Supplied text:
But these are not the perennial narratives that intrigue Hong Kong playwright and director Edward Lam. Rather, he is best known for his Four Great Classics series, which deconstructs and subverts Water Margin, Journey to the West, Romance of the Three Kingdoms and Dream of the Red Chamber for an urban, urbane Chinese audience.
Why these stories? Lam has often situated his artistic interests in specific opposition to Hong Kong popular culture.
"Personally, I don't like many parts of Hong Kong culture: I don't like Stephen Chow; I don't like TVB dramas; I don't read Apple Daily. I don't like the ideologies they propagate,” he told the South China Morning Post in a 2014 interview. “It's not that I don't like Hong Kong culture but, let's say, I think it could be so much more than what it is — people are being too nice to themselves, and so whatever subjects they tackle they're not going to get into any depth.”
In contrast, his work has always sought a deeper engagement with the compromises and pathos of contemporary life.
Born in Hong Kong, Lam started writing scripts for Rediffusion Television and Television Broadcasts Limited (TVB) before he had even graduated from secondary school, which earned him good money but little creative pleasure. “I’m not the obedient type and I hated writing what they asked me to write,” he told HK Magazine in 2009.
A subsequent friendship with experimental art pioneer Danny Yung led to the founding of theatre collective Zuni Icosahedron in 1982. “Zuni members view themselves, and tend to be viewed by others, as set apart from the rest of Hong Kong society,” writes Rozanna Lilley in Staging Hong Kong: Gender and Performance in Transition (1998). “Overall, they maintain a belief that they share an orientation informed by their stress on questioning and experimentation.”

Given problem A: Return each line of the records that contains the word "photo".

Data to use:
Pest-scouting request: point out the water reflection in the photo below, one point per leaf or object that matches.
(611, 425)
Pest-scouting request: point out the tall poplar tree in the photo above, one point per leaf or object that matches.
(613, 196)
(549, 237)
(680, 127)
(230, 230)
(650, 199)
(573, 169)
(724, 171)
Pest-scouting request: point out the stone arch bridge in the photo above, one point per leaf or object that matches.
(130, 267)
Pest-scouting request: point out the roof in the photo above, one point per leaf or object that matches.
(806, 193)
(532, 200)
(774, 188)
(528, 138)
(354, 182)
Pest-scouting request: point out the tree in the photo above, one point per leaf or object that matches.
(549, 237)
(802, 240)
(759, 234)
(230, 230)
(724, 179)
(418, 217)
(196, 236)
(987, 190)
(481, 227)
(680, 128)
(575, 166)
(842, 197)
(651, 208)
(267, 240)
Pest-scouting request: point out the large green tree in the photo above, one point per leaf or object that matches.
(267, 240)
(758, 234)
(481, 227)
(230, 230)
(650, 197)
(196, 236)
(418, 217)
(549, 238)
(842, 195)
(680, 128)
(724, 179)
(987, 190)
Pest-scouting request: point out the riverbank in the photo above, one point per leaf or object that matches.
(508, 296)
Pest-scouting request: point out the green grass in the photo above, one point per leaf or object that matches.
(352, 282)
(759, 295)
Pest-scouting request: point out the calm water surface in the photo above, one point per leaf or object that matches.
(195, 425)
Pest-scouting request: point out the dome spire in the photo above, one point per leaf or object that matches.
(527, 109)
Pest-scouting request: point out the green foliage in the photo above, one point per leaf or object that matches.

Given problem B:
Answer these questions from the passage on Edward Lam, one per line:
(i) In what year was Zuni Icosahedron founded?
(ii) Which two broadcasters did Lam write scripts for before he graduated from secondary school?
(iii) Which publication interviewed him in 2014?

Task response A:
Pest-scouting request: point out the water reflection in the photo below, one point per leaf or object that matches.
Pest-scouting request: point out the tall poplar tree in the photo above, one point per leaf or object that matches.
Pest-scouting request: point out the stone arch bridge in the photo above, one point per leaf or object that matches.
Pest-scouting request: point out the roof in the photo above, one point per leaf or object that matches.
Pest-scouting request: point out the tree in the photo above, one point per leaf or object that matches.
Pest-scouting request: point out the large green tree in the photo above, one point per leaf or object that matches.
Pest-scouting request: point out the riverbank in the photo above, one point per leaf or object that matches.
Pest-scouting request: point out the green grass in the photo above, one point per leaf or object that matches.
Pest-scouting request: point out the calm water surface in the photo above, one point per leaf or object that matches.
Pest-scouting request: point out the dome spire in the photo above, one point per leaf or object that matches.
Pest-scouting request: point out the green foliage in the photo above, one point per leaf or object that matches.

Task response B:
(i) 1982
(ii) Rediffusion Television and Television Broadcasts Limited (TVB)
(iii) The South China Morning Post